• _WRITTEN TASK A_: Reproduce the whole article on modernizing the insurance actuarial operating model, word for word.

╭─ TEXT TO READ

Perspectives

Modernizing the insurance actuarial operating model

Preparing insurance companies for the future of work

Rapid change across the insurance industry landscape is driving all sectors to look again at their actuarial organizations and the strategic business value they can provide.​

The changing role of insurance actuaries

The insurance industry landscape is changing at an increasingly rapid pace. Evolving market and technology trends—from political and regulatory uncertainty to data security and privacy—are generating new opportunities and challenges for insurance companies across all industry segments—life and annuities (L&A), property and casualty (P&C), and health care.

As part of these industry dynamics, today's insurance actuaries, particularly the chief actuary, are being asked to take on an expanded role with more strategic responsibilities—including risk manager, business advisor, and industry leader. Just as the chief actuary's role is evolving and growing, so too is the actuarial organization as a whole.

╰─
╭─ PROVIDED DATA

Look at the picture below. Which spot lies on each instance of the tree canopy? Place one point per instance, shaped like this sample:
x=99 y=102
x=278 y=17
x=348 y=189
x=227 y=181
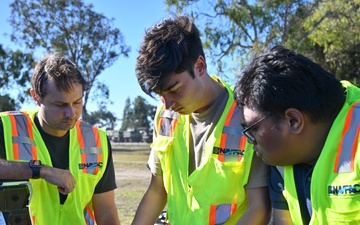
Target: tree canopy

╰─

• _WRITTEN TASK B_: Write out every line of the listing above exactly, leaving the picture out of your answer.

• _EXPECTED ANSWER A_:
Perspectives

Modernizing the insurance actuarial operating model

Preparing insurance companies for the future of work

Rapid change across the insurance industry landscape is driving all sectors to look again at their actuarial organizations and the strategic business value they can provide.​

The changing role of insurance actuaries

The insurance industry landscape is changing at an increasingly rapid pace. Evolving market and technology trends—from political and regulatory uncertainty to data security and privacy—are generating new opportunities and challenges for insurance companies across all industry segments—life and annuities (L&A), property and casualty (P&C), and health care.

As part of these industry dynamics, today's insurance actuaries, particularly the chief actuary, are being asked to take on an expanded role with more strategic responsibilities—including risk manager, business advisor, and industry leader. Just as the chief actuary's role is evolving and growing, so too is the actuarial organization as a whole.

• _EXPECTED ANSWER B_:
Look at the picture below. Which spot lies on each instance of the tree canopy? Place one point per instance, shaped like this sample:
x=99 y=102
x=278 y=17
x=348 y=189
x=227 y=181
Target: tree canopy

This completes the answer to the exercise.